* BEGIN Records for this task *

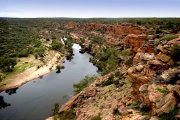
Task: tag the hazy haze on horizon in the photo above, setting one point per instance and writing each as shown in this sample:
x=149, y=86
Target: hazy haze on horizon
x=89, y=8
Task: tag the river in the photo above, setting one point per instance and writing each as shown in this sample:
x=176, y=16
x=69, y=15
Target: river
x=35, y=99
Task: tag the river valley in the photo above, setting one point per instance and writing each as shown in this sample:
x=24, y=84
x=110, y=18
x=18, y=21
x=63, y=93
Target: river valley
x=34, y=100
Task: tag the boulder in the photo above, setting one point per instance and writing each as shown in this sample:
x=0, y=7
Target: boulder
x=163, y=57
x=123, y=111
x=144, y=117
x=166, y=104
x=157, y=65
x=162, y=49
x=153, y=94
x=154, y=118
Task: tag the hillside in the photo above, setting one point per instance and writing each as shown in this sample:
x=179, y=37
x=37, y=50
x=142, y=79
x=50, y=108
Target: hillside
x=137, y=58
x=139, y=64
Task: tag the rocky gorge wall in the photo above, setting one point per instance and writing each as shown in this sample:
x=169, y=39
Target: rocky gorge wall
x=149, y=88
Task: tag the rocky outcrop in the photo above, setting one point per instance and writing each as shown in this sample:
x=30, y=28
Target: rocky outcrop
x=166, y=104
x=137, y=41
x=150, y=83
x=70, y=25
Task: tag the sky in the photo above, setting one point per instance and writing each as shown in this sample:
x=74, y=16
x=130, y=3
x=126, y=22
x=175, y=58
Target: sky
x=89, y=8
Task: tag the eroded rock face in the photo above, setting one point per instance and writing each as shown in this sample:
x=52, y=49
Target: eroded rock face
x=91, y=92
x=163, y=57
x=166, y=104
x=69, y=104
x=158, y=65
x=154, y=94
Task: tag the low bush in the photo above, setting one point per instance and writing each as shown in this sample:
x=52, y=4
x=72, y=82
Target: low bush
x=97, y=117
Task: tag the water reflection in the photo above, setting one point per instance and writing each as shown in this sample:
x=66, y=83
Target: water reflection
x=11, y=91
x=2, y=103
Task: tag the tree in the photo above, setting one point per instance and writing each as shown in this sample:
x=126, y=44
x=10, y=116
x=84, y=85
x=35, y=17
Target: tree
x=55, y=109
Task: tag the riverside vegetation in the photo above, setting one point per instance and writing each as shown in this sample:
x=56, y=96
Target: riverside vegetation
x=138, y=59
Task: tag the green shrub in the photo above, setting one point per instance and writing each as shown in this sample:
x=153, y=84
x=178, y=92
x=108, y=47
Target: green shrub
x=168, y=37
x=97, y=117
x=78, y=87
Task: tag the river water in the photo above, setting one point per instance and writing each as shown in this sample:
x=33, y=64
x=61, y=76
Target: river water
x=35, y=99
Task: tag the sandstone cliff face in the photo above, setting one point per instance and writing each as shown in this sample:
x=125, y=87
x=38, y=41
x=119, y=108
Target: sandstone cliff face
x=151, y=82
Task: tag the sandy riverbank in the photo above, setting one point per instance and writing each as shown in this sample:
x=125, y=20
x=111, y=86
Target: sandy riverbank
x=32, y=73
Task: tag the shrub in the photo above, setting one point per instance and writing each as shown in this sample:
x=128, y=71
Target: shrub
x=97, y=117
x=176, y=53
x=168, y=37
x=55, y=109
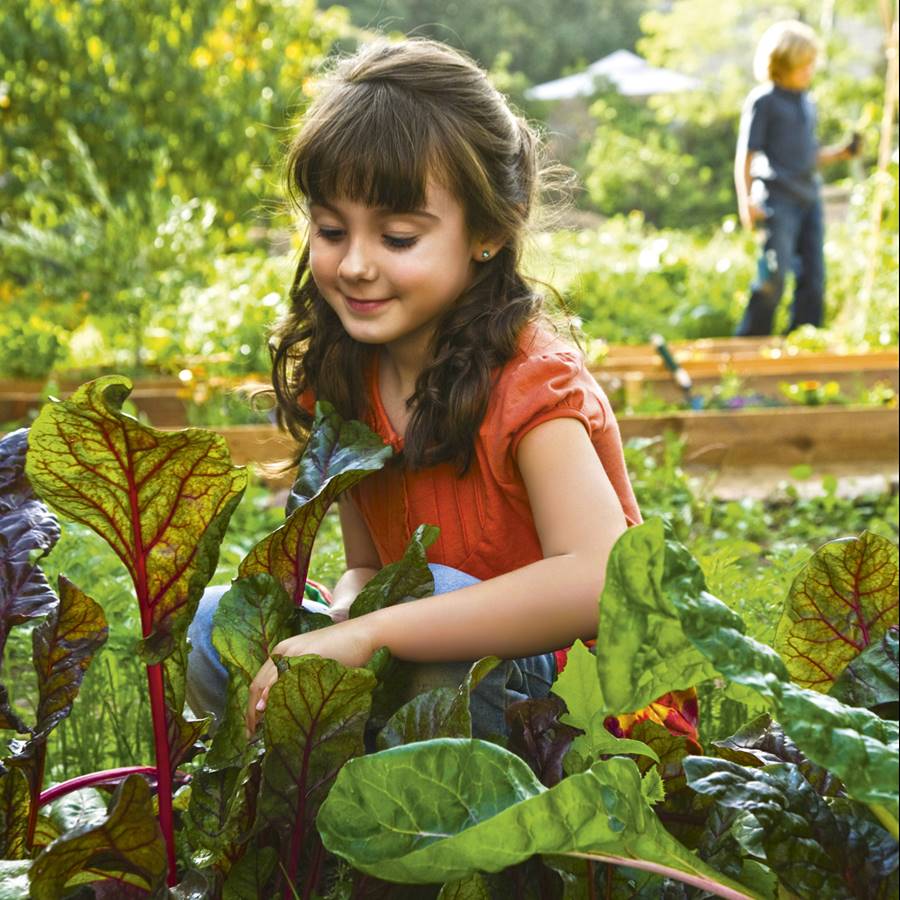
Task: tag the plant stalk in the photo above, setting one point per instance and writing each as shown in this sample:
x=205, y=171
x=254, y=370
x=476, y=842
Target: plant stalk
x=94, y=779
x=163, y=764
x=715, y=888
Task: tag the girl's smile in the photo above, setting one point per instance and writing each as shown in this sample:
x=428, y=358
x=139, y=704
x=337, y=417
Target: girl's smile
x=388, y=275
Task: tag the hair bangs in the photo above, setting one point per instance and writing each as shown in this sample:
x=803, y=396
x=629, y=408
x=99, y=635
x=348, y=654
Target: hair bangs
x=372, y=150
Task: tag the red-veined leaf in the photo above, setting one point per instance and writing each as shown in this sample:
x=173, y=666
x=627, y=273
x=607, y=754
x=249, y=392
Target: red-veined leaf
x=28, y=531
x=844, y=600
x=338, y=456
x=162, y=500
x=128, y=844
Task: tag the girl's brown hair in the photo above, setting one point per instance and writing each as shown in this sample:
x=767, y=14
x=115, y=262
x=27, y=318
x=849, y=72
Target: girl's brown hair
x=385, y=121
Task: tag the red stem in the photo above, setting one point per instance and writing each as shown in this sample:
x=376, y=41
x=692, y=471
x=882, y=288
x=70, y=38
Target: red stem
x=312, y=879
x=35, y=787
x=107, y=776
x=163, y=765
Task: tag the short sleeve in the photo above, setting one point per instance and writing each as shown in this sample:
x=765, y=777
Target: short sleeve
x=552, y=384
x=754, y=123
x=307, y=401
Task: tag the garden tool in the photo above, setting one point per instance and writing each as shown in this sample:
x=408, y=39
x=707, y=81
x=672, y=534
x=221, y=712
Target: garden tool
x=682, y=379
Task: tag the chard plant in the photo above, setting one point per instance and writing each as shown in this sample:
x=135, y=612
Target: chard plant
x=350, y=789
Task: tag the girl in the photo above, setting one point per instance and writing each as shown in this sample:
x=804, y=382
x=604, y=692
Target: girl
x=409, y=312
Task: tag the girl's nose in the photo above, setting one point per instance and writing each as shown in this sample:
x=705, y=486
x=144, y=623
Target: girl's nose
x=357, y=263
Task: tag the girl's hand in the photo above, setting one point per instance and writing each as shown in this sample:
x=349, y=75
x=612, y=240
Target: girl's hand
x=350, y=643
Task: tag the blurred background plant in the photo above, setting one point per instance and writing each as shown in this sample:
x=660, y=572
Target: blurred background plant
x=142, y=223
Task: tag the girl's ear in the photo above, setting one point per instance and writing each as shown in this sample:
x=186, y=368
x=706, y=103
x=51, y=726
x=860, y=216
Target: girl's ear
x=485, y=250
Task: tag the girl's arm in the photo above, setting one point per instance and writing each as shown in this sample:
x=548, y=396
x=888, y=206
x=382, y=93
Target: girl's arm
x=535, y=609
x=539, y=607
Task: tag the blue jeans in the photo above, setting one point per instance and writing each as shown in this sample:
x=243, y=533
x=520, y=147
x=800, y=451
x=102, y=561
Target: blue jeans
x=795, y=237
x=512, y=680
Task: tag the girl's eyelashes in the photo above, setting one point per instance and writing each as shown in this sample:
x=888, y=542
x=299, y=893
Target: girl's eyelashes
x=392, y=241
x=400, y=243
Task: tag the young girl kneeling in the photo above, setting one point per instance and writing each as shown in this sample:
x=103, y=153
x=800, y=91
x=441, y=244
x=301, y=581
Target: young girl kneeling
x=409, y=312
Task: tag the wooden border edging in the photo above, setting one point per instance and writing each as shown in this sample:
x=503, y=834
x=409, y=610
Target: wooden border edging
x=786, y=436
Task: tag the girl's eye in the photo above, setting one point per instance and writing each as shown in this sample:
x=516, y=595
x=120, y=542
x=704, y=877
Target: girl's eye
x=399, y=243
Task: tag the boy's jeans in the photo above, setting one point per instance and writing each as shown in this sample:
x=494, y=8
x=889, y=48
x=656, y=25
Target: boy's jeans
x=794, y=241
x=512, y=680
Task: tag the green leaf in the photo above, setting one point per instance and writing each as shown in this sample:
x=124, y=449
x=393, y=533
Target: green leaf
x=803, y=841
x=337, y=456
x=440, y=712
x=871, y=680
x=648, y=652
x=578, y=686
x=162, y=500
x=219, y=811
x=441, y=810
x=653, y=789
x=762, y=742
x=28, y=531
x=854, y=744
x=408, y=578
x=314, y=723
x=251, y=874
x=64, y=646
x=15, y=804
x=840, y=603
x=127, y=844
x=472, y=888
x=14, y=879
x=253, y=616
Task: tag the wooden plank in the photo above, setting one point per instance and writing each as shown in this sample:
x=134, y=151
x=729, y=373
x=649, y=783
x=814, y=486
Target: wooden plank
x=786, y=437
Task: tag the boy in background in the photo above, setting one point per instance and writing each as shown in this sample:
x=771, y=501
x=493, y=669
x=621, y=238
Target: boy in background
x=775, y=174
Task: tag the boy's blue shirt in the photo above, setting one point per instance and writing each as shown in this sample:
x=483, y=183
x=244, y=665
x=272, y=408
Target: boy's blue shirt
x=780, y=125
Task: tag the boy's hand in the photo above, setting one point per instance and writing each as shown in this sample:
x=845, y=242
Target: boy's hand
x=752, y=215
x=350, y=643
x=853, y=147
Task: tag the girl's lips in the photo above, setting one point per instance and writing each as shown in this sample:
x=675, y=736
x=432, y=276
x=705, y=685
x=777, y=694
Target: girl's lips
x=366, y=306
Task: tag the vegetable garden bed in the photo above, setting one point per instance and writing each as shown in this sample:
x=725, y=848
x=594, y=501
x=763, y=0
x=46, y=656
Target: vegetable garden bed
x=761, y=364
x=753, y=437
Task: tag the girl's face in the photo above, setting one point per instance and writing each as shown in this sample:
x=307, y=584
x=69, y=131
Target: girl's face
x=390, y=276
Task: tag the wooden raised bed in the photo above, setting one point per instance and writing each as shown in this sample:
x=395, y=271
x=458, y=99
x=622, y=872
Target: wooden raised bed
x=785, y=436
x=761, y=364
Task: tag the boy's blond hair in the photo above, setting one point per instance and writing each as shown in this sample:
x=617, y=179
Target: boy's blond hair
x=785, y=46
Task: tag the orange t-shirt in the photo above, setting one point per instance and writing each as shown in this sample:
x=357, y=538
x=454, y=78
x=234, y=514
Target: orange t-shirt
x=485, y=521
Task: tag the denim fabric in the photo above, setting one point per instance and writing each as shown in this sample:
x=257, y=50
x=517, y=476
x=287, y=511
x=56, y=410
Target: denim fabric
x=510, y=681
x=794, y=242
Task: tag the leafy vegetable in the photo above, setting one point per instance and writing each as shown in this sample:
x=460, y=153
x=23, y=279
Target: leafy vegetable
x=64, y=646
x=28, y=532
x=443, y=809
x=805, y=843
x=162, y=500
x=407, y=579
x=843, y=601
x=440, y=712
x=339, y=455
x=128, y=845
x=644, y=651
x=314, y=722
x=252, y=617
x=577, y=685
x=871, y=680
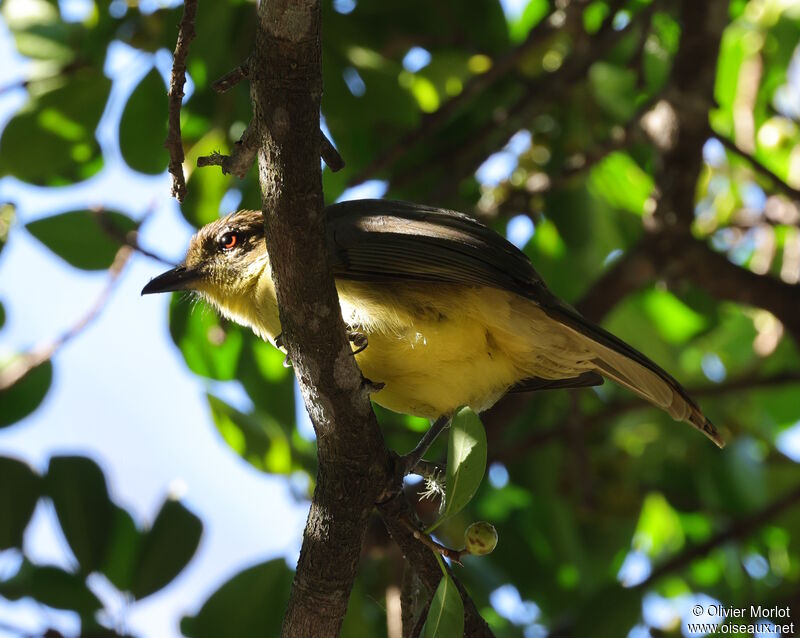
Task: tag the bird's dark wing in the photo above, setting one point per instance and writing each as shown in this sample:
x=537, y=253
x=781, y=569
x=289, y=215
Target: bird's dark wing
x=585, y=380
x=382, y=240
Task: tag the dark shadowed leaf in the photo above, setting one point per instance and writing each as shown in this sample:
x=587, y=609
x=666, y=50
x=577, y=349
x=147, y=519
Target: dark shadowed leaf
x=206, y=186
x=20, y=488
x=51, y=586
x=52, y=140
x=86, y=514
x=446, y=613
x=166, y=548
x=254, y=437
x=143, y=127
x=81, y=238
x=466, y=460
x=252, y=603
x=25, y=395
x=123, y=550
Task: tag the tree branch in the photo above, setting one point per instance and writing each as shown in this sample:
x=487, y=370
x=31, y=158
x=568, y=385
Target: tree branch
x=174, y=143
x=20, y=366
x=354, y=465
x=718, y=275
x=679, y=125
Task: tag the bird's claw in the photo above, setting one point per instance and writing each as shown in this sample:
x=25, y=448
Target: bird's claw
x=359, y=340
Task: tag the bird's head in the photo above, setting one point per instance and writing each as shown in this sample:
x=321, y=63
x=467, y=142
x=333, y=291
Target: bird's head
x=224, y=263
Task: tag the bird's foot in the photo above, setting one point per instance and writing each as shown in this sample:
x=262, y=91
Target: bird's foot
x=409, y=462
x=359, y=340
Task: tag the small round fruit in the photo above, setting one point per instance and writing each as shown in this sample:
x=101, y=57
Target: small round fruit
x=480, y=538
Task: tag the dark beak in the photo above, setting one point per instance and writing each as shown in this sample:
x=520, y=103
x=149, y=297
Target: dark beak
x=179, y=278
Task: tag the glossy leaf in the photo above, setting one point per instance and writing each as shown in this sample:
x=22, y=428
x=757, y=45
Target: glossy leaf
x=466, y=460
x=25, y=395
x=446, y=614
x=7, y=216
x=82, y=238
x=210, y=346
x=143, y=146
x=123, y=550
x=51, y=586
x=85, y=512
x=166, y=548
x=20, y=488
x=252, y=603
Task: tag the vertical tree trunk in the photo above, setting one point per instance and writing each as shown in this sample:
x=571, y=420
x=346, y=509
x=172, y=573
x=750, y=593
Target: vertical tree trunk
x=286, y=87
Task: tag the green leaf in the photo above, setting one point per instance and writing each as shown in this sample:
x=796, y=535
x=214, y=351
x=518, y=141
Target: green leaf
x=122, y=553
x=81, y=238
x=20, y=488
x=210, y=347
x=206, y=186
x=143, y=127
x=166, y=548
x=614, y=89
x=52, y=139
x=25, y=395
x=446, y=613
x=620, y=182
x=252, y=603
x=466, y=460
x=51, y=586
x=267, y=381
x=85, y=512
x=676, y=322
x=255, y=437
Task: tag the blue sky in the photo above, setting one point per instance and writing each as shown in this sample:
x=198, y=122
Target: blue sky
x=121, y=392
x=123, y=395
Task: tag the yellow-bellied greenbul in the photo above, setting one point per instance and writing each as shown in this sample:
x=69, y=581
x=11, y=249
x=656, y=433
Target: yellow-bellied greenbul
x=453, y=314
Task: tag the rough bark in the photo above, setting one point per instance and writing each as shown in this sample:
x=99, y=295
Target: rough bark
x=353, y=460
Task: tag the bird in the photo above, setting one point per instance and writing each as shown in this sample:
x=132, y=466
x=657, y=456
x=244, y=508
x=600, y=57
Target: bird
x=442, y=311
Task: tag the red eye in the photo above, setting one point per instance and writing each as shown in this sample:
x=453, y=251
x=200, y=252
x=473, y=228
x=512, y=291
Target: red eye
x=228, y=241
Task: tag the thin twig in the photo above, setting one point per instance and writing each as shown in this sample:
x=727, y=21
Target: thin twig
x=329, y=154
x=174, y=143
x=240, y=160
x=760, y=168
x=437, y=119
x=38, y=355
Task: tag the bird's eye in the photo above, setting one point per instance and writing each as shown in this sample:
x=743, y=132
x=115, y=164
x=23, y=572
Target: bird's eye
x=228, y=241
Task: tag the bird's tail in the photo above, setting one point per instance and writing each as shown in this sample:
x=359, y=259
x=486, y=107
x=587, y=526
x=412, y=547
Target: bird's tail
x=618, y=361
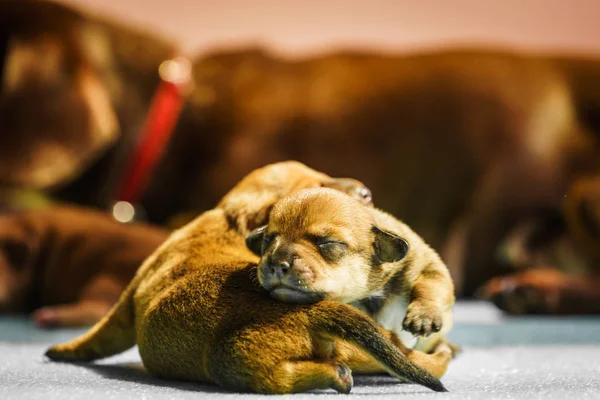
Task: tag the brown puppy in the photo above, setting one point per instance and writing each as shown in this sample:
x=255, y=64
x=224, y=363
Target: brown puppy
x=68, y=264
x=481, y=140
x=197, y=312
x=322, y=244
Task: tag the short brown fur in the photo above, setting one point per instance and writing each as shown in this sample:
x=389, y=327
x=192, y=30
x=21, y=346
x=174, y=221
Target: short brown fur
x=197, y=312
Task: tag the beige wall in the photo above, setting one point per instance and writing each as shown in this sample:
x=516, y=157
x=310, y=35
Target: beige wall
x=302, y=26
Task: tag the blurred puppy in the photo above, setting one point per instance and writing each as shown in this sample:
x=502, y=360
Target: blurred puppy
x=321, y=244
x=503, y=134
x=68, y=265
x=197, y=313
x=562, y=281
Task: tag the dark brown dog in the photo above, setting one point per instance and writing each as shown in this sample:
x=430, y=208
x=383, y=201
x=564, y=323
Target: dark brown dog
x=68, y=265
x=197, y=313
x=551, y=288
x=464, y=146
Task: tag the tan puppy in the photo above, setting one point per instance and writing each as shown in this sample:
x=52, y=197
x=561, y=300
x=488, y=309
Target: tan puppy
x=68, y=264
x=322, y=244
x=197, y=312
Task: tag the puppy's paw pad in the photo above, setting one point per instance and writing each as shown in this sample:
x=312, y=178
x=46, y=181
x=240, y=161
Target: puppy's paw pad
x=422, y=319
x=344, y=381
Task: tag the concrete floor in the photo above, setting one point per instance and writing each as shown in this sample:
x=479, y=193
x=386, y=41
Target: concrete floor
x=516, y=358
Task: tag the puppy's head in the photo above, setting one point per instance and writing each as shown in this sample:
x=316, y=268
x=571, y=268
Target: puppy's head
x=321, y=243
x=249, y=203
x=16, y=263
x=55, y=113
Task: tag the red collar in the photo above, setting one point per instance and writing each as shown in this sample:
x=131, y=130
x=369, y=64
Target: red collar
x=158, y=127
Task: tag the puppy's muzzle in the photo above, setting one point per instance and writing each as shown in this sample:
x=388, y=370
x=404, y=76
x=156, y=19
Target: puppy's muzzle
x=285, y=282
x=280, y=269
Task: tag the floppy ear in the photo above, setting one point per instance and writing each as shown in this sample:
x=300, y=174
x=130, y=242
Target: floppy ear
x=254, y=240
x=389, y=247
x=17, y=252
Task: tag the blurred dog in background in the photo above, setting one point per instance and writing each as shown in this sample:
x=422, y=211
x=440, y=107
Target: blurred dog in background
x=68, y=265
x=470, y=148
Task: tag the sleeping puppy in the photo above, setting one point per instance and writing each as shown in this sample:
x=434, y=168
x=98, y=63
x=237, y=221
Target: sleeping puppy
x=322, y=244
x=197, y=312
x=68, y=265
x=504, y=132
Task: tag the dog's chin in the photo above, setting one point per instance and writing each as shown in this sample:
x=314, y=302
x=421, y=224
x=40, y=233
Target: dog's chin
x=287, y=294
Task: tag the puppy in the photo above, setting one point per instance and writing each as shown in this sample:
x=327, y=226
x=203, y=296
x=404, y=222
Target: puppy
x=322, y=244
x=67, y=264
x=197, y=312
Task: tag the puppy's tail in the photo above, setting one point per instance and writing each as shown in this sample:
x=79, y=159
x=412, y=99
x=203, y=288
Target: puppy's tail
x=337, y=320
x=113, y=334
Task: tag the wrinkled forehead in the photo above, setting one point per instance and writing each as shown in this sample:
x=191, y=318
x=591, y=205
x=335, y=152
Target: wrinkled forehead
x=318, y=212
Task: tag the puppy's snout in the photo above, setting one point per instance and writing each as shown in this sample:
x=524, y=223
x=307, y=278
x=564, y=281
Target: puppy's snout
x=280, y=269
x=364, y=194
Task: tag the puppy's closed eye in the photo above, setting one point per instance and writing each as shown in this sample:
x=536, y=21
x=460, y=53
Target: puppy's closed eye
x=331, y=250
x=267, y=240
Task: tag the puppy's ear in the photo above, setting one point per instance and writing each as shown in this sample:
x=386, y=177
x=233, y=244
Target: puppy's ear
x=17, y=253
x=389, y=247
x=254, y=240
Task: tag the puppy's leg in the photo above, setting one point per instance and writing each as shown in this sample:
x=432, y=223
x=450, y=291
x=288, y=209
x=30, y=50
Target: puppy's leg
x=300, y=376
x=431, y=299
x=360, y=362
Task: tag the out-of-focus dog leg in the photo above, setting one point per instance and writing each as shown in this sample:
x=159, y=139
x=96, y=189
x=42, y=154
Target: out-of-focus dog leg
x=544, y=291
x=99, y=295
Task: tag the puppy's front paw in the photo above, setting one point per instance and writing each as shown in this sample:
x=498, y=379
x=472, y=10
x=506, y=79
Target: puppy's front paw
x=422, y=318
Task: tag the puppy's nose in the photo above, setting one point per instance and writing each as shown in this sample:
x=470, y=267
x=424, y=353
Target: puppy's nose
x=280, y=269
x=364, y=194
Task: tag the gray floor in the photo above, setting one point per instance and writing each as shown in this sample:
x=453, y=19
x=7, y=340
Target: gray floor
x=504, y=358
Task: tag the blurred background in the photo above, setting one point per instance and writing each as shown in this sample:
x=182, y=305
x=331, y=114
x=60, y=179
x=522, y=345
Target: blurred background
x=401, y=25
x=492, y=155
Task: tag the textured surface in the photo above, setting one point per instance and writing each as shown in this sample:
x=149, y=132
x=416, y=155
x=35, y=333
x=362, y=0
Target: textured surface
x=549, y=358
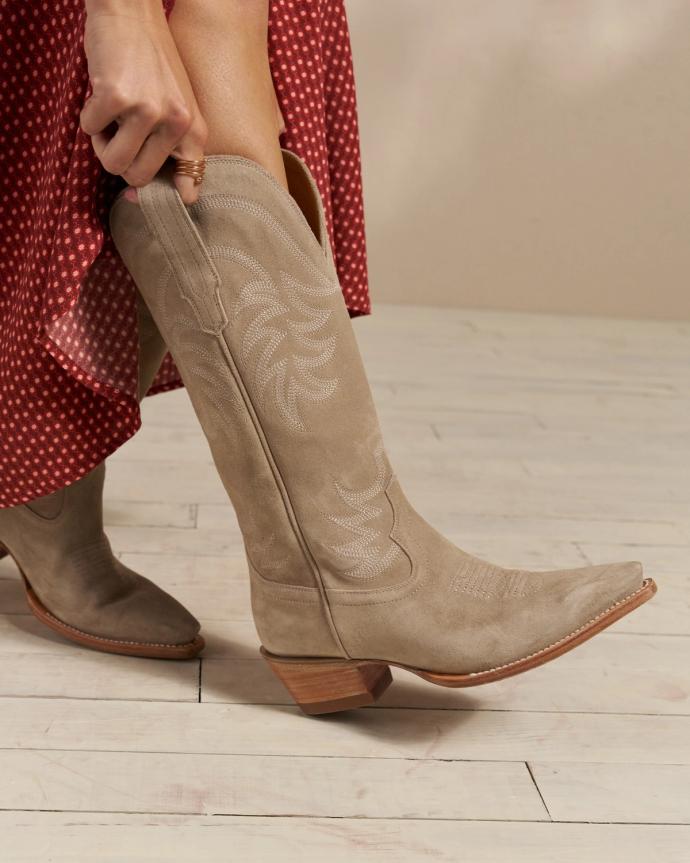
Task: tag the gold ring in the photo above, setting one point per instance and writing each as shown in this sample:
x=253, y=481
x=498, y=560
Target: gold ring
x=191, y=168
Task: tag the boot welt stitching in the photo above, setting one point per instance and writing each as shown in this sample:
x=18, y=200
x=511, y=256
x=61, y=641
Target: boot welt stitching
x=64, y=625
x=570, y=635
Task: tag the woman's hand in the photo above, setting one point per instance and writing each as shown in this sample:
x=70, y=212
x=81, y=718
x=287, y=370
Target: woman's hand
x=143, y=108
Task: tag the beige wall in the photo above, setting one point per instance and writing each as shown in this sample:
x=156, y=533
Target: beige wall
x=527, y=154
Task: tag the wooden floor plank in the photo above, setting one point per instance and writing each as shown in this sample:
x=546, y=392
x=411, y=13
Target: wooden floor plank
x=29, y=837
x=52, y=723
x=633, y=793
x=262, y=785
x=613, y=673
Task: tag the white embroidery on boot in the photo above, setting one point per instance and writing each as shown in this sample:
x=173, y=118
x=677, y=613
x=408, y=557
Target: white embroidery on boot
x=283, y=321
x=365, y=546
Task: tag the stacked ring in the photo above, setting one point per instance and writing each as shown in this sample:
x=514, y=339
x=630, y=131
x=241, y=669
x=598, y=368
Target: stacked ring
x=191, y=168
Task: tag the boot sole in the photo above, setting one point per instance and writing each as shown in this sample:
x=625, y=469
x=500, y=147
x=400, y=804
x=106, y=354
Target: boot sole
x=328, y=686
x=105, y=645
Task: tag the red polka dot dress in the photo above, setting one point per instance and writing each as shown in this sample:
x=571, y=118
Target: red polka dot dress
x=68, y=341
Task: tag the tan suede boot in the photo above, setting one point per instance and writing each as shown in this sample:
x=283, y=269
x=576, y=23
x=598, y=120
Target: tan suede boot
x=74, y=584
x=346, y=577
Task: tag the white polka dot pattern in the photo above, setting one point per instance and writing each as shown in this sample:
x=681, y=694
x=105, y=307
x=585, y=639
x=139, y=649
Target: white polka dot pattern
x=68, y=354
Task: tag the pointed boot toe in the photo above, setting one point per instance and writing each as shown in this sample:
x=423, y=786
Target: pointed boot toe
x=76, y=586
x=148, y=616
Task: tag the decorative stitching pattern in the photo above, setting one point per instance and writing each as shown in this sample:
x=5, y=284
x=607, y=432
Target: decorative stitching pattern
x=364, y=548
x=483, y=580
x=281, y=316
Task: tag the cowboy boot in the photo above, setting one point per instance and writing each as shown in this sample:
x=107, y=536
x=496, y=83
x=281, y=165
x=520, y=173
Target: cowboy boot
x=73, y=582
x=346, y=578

* END Records for this task *

#### Task goal
Reproduce the listing lines verbatim, from the line with "Task: tag the tan puppy" up to and including the line with "x=344, y=381".

#### Completed exercise
Task: tag the tan puppy in the photo above, setting one point per instance and writing each as shown in this sample:
x=52, y=197
x=561, y=300
x=488, y=309
Target: tan puppy
x=68, y=264
x=322, y=244
x=197, y=312
Task: tag the puppy's paw pad in the photo above, setting one point per instance and writing each as shown in this sample:
x=312, y=178
x=46, y=181
x=240, y=161
Target: puppy's paw pad
x=422, y=319
x=344, y=381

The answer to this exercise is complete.